[SOURCE MATERIAL]
* begin *

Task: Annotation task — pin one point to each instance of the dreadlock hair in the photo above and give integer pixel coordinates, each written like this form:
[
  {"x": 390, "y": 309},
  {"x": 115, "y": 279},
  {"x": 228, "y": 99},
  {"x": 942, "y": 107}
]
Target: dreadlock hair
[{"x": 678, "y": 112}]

* end *

[PROBLEM] Copy out the data above line for line, without changing any character.

[RESPONSE TO THIS EXERCISE]
Task: Annotation task — pin one point to each instance of the dreadlock hair in the photo above and give integer pixel coordinates, each written like this form:
[
  {"x": 390, "y": 309},
  {"x": 115, "y": 279},
  {"x": 228, "y": 99},
  {"x": 942, "y": 107}
]
Target: dreadlock hair
[{"x": 678, "y": 112}]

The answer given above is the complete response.